Document excerpt:
- Interactive map of The Pines Foreshore Reserve
- Location: Beach Road, Shoreham, Mornington Peninsula, Melbourne, Victoria
- Coordinates: 38°26′15″S 145°02′41″E﻿ / ﻿38.437396°S 145.044737°E
- Created: 1903; 123 years ago

Victorian Heritage Register
- Official name: The Pines (Foreshore Reserve)
- Type: Registered place
- Designated: 19 December 2002
- Reference no.: H1996
- Heritage overlay no.: HO327
- Category: Parks, Gardens and Trees

Register of the National Estate
- Official name: The Pines (Foreshore Reserve)
- Type: Defunct register
- Designated: undated
- Reference no.: 103871

= The Pines Foreshore Reserve =

Heritage-listed nature reserve in Melbourne, Victoria, Australia

The Pines Foreshore Reserve, commonly called The Pines, is a reserve containing approximately 250 Monterey pine trees, located at the southern end of Beach Road in , on the Mornington Peninsula, an outer south-eastern suburb of Melbourne, in Victoria, Australia.

Since the 1950s, the Pines are also well-known as a surfing location, with an exposed point break with reasonably consistent surf.

The reserve was added to the Victorian Heritage Register on 19 December 2002 in recognition of its aesthetic, historical, and social significance; and was also added to the non-statutory and now defunct Register of the National Estate on unknown date.

Extracted data:
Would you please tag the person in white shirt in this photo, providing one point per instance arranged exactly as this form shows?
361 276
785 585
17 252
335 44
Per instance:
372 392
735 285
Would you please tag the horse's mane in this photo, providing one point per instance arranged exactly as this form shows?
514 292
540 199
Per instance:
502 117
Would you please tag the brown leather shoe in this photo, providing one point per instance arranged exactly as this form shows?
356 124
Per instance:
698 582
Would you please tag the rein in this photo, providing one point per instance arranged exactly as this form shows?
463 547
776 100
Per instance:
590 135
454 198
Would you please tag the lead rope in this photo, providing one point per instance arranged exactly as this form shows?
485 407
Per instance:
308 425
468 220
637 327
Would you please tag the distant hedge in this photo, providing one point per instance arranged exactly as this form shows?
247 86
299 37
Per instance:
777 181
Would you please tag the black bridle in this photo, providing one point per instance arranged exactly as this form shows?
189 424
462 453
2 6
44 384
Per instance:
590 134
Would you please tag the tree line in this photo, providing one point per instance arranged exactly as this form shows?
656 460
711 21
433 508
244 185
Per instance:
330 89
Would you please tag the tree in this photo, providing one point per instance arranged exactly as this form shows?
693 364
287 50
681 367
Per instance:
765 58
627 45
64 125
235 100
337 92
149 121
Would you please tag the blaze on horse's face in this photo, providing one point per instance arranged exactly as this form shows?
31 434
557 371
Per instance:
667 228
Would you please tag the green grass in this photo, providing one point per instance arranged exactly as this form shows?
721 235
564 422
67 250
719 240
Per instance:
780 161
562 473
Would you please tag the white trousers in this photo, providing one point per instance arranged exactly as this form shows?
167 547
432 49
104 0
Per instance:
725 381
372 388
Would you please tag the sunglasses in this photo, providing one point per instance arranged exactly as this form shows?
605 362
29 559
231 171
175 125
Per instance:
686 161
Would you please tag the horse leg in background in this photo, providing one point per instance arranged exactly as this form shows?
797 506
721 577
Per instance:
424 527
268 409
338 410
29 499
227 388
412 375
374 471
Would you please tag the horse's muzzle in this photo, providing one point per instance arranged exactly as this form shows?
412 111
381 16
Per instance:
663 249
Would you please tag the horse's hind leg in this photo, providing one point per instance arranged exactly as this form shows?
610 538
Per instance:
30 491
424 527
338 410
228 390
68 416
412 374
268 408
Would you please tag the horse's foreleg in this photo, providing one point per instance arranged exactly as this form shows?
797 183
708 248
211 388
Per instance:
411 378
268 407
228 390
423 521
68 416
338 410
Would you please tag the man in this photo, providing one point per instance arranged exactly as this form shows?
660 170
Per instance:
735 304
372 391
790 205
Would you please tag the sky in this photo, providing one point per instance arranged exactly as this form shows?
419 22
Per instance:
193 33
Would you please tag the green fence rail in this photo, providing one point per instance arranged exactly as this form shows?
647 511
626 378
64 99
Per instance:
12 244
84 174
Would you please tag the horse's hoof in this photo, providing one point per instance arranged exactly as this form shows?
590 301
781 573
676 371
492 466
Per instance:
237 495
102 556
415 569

==

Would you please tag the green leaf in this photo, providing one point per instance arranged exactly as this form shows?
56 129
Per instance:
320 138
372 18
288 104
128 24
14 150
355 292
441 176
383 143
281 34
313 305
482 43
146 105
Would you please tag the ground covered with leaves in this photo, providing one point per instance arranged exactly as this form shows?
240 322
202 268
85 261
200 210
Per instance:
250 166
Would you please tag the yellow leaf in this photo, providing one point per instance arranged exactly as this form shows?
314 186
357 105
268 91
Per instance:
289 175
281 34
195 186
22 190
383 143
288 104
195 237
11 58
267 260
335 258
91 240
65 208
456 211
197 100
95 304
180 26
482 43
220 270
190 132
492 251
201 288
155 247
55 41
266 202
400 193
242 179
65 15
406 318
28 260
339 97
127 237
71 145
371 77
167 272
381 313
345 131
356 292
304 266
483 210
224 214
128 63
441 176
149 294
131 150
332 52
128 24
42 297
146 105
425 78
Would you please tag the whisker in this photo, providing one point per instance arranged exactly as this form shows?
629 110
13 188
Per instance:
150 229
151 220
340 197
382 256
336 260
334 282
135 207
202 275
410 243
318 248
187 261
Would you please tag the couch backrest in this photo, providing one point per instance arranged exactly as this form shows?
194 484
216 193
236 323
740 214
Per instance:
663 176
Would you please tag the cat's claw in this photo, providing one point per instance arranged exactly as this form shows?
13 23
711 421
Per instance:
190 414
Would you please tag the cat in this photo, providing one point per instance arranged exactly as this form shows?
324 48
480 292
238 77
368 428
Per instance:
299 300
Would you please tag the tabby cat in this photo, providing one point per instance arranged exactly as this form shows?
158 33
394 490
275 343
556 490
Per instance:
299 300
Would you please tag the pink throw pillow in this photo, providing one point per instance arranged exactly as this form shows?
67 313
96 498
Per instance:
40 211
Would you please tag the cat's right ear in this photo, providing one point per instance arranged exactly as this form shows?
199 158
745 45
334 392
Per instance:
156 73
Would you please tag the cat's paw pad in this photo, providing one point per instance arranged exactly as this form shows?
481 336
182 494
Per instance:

...

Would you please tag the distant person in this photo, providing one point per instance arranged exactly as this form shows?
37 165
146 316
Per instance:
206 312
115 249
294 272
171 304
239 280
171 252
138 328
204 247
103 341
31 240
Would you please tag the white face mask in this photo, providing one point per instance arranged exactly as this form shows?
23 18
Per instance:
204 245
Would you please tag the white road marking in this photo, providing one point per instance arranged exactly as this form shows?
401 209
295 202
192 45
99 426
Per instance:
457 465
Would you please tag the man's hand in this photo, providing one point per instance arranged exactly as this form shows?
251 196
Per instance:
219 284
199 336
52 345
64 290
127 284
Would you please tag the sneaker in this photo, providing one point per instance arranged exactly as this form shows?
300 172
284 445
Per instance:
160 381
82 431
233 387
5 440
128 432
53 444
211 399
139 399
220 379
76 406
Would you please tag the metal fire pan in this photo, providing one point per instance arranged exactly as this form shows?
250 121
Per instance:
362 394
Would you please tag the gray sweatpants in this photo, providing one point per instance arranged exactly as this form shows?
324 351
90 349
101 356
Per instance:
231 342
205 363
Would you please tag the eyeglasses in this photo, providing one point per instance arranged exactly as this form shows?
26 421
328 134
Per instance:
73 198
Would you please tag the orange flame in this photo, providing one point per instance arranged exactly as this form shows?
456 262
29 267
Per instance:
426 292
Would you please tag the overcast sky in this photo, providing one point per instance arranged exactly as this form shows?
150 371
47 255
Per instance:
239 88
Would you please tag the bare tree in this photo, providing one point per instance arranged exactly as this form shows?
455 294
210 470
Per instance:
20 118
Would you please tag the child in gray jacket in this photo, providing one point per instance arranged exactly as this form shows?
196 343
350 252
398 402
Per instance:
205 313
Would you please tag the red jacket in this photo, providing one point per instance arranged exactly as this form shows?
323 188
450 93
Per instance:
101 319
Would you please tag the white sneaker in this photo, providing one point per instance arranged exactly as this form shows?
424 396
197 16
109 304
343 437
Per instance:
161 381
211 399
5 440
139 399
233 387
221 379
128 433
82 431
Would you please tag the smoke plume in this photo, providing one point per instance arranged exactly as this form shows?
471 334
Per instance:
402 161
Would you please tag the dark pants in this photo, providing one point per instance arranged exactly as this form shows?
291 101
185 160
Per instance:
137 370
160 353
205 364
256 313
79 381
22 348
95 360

Actions to take:
1. Please copy from the text on The Pines Foreshore Reserve the passage from "Heritage-listed nature reserve" up to and including "on unknown date.".
2. According to the text on The Pines Foreshore Reserve, roughly how many Monterey pine trees does the reserve contain?
3. Carry on the text on The Pines Foreshore Reserve, starting right after its last sentence.

The answers:
1.
Heritage-listed nature reserve in Melbourne, Victoria, Australia

The Pines Foreshore Reserve, commonly called The Pines, is a reserve containing approximately 250 Monterey pine trees, located at the southern end of Beach Road in , on the Mornington Peninsula, an outer south-eastern suburb of Melbourne, in Victoria, Australia.

Since the 1950s, the Pines are also well-known as a surfing location, with an exposed point break with reasonably consistent surf.

The reserve was added to the Victorian Heritage Register on 19 December 2002 in recognition of its aesthetic, historical, and social significance; and was also added to the non-statutory and now defunct Register of the National Estate on unknown date.

2. Approximately 250.

3.
== History ==

The area around the present township of Shoreham was settled in the 1840s and 1850s by Charles Manton, a squatter, and then by Henry Tuck who took over Manton's run in 1846. The run consisted 6400 acre from Flinders to present day Shoreham. In c. 1855, Tuck obtained the pre-emptive right of 640 acre at Mantons Creek. The Roman Catholic Church purchased land for a church at the corner of Flinders Road and Beach Road in 1871. The remaining land along Beach Road was sold in 1887. One of the purchasers of land in Shoreham at that time was John Thomas Thorold Smith , a lawyer, who built a cliff-top house called Sheldon on 812 acre on the northern bank of the Stony Creek.

Shoreham developed as a holiday destination between c. 1916 and 1929, when substantial houses were built along the cliff. The Shoreham beach was advertised as a seaside resort in 1923, when the subdivision of Shoreham-by-the-Sea was advertised for sale to prospective holiday home owners. Within the advertising brochure, the real estate agent noted the “eastern aspect sheltered from the prevailing strong south-west winds” which ensured “luxuriant growth, right to the water’s edge”. However by 1939, Shoreham was still sparsely occupied, with only a few houses on Beach Road.

Nineteenth-century settlers cleared the land of native vegetation and then realised they needed to protect their crops, orchards or gardens from strong winds. Pines and cypresses were a common choice as windrows. Additionally, pines and cypresses have traditionally been associated with seaside resorts and passive recreation. The use of exotic trees in the seaside landscape in Victoria was an attempt, quite consciously, to imitate the appearance of English seaside resorts. Foreshore reserves were planted with conifers, such as at , where the esplanade is lined with cypresses and pines planted in the early 1900s; and the Pines Flora and Fauna Reserve, near Frankston North.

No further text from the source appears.